■ Aim of the task ■
Every line of the data is to be transcribed as it stands.

■ Record extracts ■
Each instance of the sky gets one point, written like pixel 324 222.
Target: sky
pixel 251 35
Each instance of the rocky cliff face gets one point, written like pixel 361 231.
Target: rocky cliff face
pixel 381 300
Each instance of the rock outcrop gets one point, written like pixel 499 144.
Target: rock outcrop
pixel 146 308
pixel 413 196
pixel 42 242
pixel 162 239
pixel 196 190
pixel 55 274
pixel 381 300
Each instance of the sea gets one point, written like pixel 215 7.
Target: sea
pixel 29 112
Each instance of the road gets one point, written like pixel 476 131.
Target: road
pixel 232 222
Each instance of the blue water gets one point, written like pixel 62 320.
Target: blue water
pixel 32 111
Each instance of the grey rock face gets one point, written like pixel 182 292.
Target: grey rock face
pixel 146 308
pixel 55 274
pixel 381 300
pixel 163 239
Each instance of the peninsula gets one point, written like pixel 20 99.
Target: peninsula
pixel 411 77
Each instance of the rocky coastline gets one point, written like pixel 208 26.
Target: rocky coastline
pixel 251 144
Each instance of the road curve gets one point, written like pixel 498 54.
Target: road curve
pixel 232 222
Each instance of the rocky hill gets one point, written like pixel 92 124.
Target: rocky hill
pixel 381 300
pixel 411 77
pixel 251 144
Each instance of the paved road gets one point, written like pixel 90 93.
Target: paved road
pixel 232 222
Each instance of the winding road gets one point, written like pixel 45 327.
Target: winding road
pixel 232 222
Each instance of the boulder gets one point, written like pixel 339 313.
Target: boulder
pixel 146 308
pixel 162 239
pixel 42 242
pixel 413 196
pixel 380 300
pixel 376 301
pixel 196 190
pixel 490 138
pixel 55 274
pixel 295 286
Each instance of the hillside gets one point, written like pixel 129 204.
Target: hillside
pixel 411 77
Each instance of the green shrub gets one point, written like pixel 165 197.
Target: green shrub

■ Final answer ■
Each instance of the sky gets one point, written like pixel 324 222.
Target: sky
pixel 251 35
Each instance of the rocky cliff face gets one point, written like pixel 361 231.
Target: rocky cliff face
pixel 381 300
Each instance of the rock outcrop gets one point, written like pixel 499 144.
Target: rock outcrop
pixel 146 308
pixel 413 196
pixel 42 242
pixel 162 239
pixel 196 190
pixel 55 274
pixel 381 300
Each instance of the sea gets one point, written like pixel 215 7.
Target: sea
pixel 29 112
Each instance of the road gets one point, written like pixel 476 131.
Target: road
pixel 232 222
Each instance of the blue water gets one point, written like pixel 62 320.
Target: blue water
pixel 32 111
Each instance of the grey rock face gets one point, written like pixel 182 292.
Target: grey rock face
pixel 146 308
pixel 55 274
pixel 381 300
pixel 163 239
Each instance of the peninsula gets one point, written like pixel 20 99.
Target: peninsula
pixel 411 77
Each instance of the rocky coastline gets one point, written like pixel 208 26.
Target: rocky coastline
pixel 251 144
Each instance of the road curve gets one point, written like pixel 498 54.
Target: road curve
pixel 232 222
Each instance of the rocky hill gets one point, written like pixel 92 124.
Target: rocky hill
pixel 381 300
pixel 411 77
pixel 251 144
Each instance of the paved road gets one point, written like pixel 90 93.
Target: paved road
pixel 232 222
Each instance of the winding road gets one point, written like pixel 45 327.
Target: winding road
pixel 232 222
Each instance of the boulder gets one point, written like pixel 339 313.
Target: boulder
pixel 146 308
pixel 162 239
pixel 42 242
pixel 413 196
pixel 380 300
pixel 376 301
pixel 196 190
pixel 490 138
pixel 55 274
pixel 295 286
Each instance of the hillside gets one point, written like pixel 129 204.
Target: hillside
pixel 411 77
Each instance of the green shrub gets one point, written like pixel 165 197.
Target: green shrub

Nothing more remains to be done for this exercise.